Records shown Start Marker

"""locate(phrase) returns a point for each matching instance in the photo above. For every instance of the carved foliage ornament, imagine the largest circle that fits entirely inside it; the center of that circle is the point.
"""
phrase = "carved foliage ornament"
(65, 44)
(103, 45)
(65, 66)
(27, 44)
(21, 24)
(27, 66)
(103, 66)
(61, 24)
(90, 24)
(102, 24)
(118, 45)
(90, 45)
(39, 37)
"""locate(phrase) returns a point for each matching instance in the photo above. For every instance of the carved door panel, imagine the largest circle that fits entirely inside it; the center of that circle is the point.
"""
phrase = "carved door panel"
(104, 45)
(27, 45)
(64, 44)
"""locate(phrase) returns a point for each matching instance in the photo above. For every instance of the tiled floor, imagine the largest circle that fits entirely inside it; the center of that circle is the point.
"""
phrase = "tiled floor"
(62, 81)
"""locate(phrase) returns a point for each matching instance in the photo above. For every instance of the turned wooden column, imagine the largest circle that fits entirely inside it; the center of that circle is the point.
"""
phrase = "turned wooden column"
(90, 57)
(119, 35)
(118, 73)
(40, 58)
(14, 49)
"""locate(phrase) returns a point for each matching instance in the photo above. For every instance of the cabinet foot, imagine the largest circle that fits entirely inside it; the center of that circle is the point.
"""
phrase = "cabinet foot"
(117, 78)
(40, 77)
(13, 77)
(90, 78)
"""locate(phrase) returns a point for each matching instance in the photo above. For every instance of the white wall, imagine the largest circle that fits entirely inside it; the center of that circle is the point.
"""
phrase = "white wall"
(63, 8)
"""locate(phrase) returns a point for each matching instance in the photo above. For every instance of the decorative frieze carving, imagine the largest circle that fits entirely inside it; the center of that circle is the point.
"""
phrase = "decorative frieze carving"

Records shown End Marker

Goal of the exercise:
The response must contain every line from the listing above in which the string "frieze" appears.

Exercise output:
"""locate(phrase) returns a point for each matching instance in the photo above. For every instance of the decorative frieze carving, imagine the largest circle that fits entirely inside it; the center of that circle is the point.
phrase = "decorative frieze carving"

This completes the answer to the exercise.